#### Recorded information

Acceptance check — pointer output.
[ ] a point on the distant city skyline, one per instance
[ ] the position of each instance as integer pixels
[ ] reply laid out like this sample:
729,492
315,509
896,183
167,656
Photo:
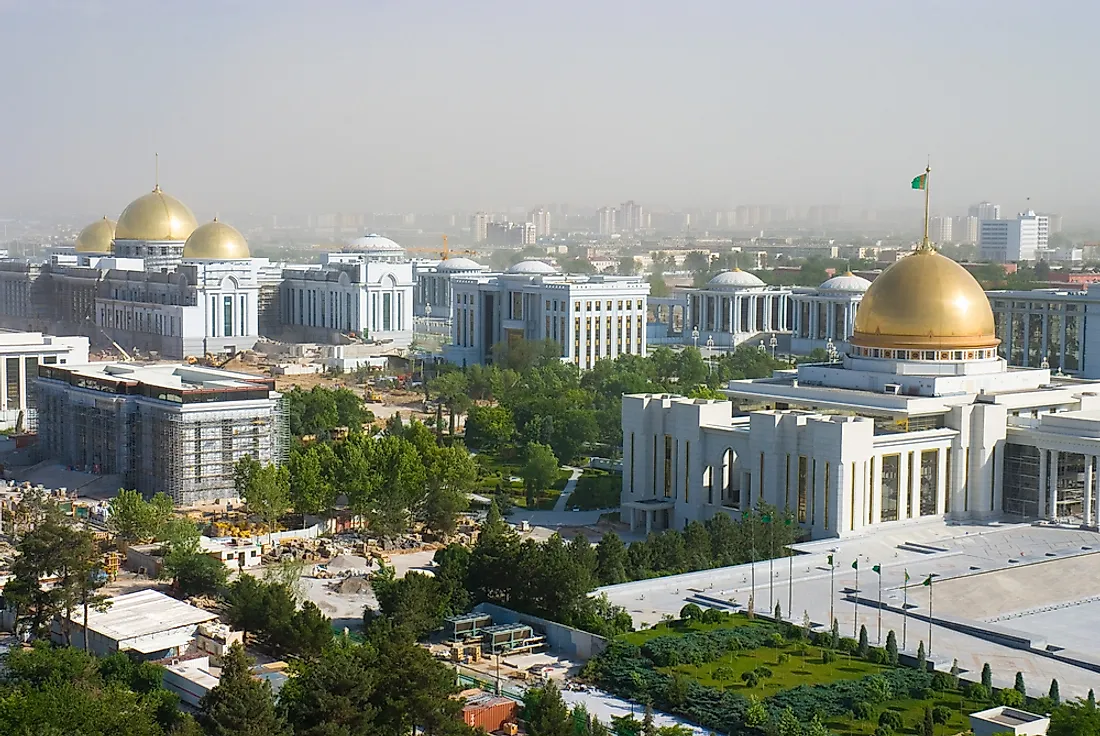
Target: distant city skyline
284,107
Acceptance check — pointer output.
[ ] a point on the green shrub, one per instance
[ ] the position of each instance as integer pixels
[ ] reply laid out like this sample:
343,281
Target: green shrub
862,711
942,682
891,720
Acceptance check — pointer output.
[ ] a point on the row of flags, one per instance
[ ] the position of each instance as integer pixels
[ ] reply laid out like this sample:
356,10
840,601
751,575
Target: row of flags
878,569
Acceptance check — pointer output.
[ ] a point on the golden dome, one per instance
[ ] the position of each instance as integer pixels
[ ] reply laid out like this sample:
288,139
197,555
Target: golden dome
96,238
216,240
925,301
155,216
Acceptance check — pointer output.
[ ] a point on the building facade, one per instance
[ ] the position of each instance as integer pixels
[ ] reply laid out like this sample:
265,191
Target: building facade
920,419
174,428
591,317
1011,241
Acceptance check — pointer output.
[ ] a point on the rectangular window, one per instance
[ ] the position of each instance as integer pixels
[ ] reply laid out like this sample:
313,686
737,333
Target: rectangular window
655,461
686,471
787,487
891,486
930,471
760,482
947,482
803,480
668,465
851,513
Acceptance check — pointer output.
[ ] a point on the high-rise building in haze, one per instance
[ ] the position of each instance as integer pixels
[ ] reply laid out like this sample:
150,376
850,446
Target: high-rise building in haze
541,219
965,229
479,227
631,217
607,220
1009,241
939,230
985,211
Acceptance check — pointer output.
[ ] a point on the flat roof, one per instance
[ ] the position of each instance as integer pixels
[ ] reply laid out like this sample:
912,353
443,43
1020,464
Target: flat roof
165,375
143,613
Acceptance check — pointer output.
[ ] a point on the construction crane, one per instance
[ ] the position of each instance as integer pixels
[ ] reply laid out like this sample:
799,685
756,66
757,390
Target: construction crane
127,356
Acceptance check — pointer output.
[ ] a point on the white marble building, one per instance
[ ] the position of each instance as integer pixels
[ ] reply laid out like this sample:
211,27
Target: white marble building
920,419
592,317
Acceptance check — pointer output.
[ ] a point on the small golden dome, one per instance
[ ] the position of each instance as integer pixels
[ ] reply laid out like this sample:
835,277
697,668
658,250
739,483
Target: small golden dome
925,301
216,240
96,238
155,216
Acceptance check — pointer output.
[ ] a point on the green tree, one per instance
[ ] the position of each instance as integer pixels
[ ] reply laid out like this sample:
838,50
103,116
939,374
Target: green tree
240,705
892,648
265,489
539,471
133,519
490,427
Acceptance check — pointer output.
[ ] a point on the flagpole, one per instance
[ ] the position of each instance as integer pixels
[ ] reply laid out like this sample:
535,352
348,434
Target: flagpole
855,605
904,611
880,605
832,589
925,244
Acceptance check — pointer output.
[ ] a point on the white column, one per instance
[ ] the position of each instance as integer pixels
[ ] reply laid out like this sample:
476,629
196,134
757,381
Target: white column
1054,485
1088,489
1044,479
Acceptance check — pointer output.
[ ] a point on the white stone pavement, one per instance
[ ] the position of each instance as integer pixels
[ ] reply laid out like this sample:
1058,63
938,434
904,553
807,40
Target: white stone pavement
568,491
931,548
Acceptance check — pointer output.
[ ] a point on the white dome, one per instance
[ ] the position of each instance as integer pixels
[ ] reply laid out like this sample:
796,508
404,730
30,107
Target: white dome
459,264
848,282
373,242
735,278
532,267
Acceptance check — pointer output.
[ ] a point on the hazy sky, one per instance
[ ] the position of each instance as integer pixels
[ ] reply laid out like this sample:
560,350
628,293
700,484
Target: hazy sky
400,105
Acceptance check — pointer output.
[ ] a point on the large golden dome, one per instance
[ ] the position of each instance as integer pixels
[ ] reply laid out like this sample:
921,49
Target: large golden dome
925,301
216,240
96,238
155,216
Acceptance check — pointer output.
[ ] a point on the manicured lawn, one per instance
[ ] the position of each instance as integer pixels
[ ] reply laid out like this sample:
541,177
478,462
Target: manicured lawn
596,489
796,670
679,627
912,713
495,473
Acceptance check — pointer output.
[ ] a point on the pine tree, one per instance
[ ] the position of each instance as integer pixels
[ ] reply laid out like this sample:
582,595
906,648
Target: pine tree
240,705
648,727
892,647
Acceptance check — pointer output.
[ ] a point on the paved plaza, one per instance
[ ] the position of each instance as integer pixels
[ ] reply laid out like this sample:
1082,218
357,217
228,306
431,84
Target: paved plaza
1041,581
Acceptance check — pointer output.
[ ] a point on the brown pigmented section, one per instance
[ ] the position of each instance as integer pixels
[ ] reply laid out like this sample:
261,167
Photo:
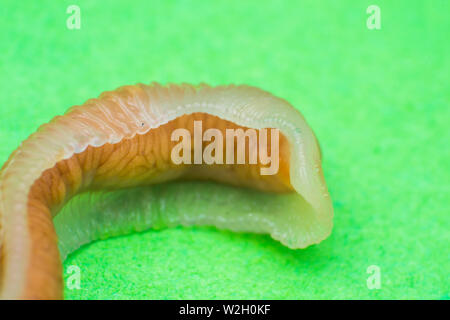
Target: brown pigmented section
142,160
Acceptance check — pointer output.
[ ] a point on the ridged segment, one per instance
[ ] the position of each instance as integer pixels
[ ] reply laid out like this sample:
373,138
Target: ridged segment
120,115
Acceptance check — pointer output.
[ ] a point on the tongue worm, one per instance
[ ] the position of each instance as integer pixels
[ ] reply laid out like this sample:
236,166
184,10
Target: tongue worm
129,161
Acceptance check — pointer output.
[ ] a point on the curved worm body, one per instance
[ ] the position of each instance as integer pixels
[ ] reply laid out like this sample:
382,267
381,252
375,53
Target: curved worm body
107,168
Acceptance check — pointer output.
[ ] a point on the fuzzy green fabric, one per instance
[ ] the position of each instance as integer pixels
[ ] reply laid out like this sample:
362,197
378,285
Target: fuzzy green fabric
378,101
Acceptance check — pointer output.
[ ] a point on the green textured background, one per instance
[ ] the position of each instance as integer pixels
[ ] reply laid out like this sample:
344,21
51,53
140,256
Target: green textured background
378,101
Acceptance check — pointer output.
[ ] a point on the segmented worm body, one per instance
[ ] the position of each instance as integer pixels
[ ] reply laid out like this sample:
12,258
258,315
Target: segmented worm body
105,168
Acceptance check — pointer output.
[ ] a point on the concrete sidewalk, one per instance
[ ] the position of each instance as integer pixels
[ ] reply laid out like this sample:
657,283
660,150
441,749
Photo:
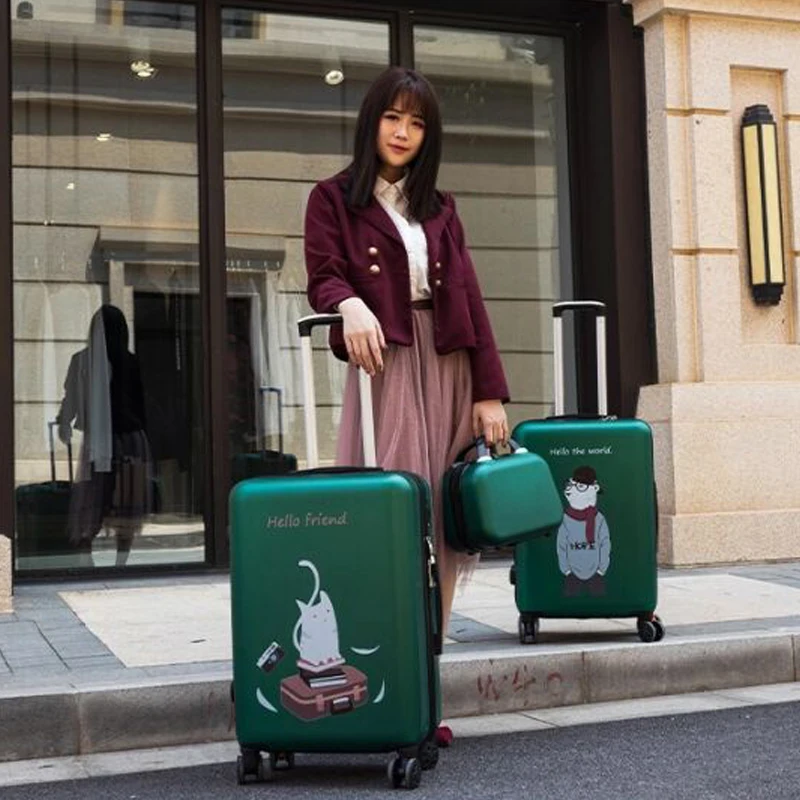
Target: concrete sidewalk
128,664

########

▶ _Short exercise_:
How many lines in the data above contain the string "green"? Case counts. Reply with the number only.

▶ _The result_:
8